[Stored items from a collection]
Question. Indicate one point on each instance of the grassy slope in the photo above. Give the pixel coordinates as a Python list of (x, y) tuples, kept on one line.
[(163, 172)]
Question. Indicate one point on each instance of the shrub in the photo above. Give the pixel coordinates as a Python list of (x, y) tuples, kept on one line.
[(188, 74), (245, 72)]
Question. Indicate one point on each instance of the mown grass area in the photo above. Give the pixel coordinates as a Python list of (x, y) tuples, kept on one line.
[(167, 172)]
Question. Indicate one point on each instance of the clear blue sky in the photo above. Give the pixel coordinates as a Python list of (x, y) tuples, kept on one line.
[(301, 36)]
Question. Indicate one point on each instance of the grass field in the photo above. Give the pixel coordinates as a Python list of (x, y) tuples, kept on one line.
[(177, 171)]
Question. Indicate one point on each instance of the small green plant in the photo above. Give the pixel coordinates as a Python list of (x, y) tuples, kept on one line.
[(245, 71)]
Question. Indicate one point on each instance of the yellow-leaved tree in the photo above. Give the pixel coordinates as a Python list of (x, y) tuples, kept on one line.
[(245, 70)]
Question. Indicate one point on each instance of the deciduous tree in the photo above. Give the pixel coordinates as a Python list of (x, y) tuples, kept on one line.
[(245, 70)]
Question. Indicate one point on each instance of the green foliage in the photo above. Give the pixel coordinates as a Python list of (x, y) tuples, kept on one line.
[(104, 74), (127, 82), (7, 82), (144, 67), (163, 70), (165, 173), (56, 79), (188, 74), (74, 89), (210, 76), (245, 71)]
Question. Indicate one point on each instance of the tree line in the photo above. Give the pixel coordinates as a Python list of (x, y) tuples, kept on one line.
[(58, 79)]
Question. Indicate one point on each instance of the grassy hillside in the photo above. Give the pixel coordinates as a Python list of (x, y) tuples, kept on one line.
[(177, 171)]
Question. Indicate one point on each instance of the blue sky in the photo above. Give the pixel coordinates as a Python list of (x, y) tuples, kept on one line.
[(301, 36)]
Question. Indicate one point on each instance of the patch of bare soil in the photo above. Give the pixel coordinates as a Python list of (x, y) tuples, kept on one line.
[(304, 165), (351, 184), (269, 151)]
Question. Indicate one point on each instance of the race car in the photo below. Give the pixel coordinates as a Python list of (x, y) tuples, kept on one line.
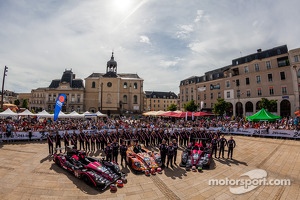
[(94, 172), (196, 157), (143, 160)]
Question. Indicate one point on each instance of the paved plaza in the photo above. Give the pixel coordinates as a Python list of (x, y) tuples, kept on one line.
[(26, 172)]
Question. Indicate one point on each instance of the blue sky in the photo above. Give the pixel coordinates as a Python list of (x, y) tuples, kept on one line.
[(163, 42)]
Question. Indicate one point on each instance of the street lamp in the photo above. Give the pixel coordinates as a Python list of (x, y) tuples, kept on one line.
[(4, 74)]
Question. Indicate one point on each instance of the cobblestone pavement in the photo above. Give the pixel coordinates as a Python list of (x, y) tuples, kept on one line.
[(26, 172)]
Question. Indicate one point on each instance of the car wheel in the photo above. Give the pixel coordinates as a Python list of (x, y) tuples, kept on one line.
[(87, 180)]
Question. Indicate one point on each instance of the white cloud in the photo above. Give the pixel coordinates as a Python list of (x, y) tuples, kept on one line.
[(144, 39)]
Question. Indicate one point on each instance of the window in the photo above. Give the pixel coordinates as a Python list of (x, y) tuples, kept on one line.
[(135, 99), (256, 66), (247, 81), (259, 92), (282, 75), (125, 99), (271, 90), (268, 64), (283, 90), (270, 77), (227, 83), (248, 93), (258, 79)]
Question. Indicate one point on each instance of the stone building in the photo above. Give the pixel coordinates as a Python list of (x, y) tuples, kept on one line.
[(112, 92), (45, 97), (263, 74)]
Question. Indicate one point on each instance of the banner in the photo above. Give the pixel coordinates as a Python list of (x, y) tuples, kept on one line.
[(58, 105)]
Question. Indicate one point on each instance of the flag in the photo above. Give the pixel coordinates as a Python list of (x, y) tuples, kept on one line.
[(58, 105)]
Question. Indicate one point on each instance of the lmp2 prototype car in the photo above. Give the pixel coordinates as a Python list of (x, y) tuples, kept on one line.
[(94, 172), (196, 157), (143, 161)]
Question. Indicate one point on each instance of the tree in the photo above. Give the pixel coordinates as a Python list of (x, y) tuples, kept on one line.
[(190, 106), (221, 106), (270, 105), (25, 103), (17, 102), (172, 107)]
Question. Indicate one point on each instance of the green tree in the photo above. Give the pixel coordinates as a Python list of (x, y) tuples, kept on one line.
[(221, 106), (190, 106), (25, 103), (172, 107), (270, 105), (17, 102)]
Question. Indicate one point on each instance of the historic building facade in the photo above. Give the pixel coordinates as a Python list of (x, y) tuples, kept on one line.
[(113, 93), (45, 98), (155, 101), (272, 74)]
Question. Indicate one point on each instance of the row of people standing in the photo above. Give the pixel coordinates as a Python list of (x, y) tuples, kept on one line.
[(148, 137), (222, 143)]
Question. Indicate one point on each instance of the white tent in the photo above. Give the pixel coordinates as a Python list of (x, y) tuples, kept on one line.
[(26, 113), (75, 114), (44, 113), (8, 113)]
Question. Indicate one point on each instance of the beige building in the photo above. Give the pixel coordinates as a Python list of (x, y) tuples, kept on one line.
[(45, 98), (264, 74), (155, 101), (113, 93)]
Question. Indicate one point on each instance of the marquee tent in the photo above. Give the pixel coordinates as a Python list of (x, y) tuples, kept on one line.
[(8, 113), (26, 113), (263, 115)]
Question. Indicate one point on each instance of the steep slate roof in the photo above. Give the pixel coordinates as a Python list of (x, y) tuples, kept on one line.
[(122, 75), (67, 77)]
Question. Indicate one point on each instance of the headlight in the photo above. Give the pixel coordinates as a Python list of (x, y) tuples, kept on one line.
[(137, 164)]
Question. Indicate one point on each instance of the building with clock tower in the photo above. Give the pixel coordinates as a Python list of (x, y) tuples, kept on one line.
[(113, 93)]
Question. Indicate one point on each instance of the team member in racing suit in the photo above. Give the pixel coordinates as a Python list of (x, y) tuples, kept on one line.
[(137, 147), (81, 140), (57, 142), (50, 139), (115, 147), (175, 146), (123, 149), (170, 153), (231, 145), (108, 152), (66, 140), (222, 144), (214, 146), (163, 152)]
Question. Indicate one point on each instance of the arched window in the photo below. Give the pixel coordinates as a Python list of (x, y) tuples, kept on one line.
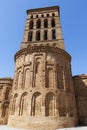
[(38, 35), (31, 25), (36, 16), (14, 103), (42, 15), (7, 93), (53, 34), (45, 35), (62, 105), (36, 104), (37, 67), (4, 106), (31, 16), (49, 83), (47, 15), (23, 103), (52, 23), (27, 78), (53, 14), (45, 23), (38, 23), (30, 35), (50, 104)]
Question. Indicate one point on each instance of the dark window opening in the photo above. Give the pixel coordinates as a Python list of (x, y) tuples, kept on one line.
[(30, 36), (53, 23), (31, 25), (45, 23), (31, 16), (38, 24), (38, 36), (53, 34), (36, 16), (47, 15), (53, 14), (45, 35)]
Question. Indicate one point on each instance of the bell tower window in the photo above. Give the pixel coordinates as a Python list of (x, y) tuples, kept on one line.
[(38, 35), (38, 23), (53, 23), (30, 35), (31, 25), (45, 23), (45, 35), (53, 34)]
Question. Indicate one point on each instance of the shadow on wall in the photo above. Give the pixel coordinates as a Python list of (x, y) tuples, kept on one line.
[(80, 86)]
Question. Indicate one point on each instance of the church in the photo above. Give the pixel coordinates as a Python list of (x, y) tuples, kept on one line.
[(43, 95)]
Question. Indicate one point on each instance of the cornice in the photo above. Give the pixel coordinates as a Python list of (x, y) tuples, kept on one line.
[(43, 9), (42, 48), (6, 80), (82, 76)]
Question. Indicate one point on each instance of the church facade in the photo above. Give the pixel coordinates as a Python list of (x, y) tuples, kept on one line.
[(43, 94)]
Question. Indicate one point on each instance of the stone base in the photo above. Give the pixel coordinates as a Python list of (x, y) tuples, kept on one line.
[(41, 123)]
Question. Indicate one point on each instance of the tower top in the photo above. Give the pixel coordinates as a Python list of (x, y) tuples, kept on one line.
[(45, 9), (43, 28)]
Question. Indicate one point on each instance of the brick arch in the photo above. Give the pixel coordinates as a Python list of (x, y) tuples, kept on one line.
[(31, 23), (38, 23), (50, 101), (52, 22), (14, 102), (27, 78), (45, 23), (62, 104), (49, 78), (36, 102), (23, 103)]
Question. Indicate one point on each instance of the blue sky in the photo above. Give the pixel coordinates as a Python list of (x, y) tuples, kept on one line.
[(74, 28)]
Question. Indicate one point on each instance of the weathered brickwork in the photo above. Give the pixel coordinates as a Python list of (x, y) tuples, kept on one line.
[(5, 90), (80, 85), (43, 94)]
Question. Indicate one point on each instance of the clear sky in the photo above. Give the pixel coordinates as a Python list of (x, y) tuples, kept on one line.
[(74, 28)]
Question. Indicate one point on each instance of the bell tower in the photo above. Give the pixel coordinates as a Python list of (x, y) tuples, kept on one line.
[(43, 27), (42, 97)]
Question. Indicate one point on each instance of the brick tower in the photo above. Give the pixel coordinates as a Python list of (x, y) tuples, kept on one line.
[(42, 97)]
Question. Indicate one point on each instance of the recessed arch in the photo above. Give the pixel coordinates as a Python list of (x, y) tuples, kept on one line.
[(30, 36), (31, 23), (53, 34), (62, 104), (45, 23), (23, 103), (38, 35), (36, 104), (45, 35), (14, 103), (38, 24), (49, 78), (53, 22), (50, 102)]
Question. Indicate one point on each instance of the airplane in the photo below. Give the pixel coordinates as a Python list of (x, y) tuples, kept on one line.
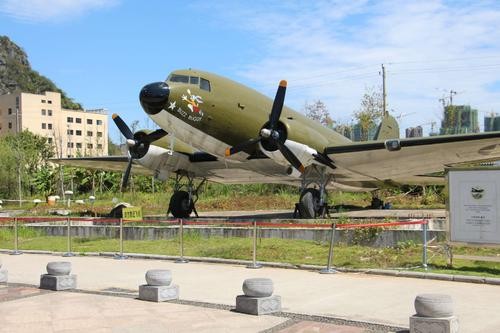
[(215, 129)]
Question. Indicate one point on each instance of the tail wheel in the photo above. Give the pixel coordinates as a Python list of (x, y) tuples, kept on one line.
[(181, 205), (309, 205)]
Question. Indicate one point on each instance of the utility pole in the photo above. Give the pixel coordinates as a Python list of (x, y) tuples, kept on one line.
[(383, 90), (452, 92)]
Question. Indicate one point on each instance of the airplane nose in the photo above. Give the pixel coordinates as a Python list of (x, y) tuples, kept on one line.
[(154, 96)]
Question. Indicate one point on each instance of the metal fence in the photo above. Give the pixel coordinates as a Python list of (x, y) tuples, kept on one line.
[(177, 228)]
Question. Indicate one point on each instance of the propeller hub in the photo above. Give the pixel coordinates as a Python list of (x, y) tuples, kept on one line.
[(154, 96), (265, 133)]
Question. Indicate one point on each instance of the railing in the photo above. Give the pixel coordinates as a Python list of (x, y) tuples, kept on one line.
[(182, 223)]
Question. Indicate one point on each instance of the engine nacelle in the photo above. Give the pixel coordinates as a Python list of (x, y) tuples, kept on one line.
[(156, 159), (303, 152)]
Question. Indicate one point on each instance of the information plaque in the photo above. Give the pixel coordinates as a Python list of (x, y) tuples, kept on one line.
[(474, 205)]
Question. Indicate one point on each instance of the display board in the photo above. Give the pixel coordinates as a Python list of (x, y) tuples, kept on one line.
[(474, 205)]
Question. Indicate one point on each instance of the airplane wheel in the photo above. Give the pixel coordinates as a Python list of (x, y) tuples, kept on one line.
[(180, 205), (309, 203)]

**Aim of the task:** Copy the lines again, starting at the one that has "the airplane nose" and stopping after the one that has "[(154, 96), (265, 133)]", and swap "metal fence" for "wire fence" while leaving everything else unchanged.

**Exercise result:**
Question. Indicate one point on each instance of the airplane nose in the photo above. Give the pixel coordinates as a Python list of (x, y) tuples, kept on one line.
[(154, 96)]
Question. Indicate one point on each instance of the wire fence in the photo above. Give the pixel coordinates as a Python list of (x, y) tuples, kept on one line.
[(177, 228)]
Question. Indicate one point on each instance of the propeller hub in the photo above. Give the pixel coordinates as a Python list of (x, y) tuples, kept on one line.
[(154, 96), (265, 133)]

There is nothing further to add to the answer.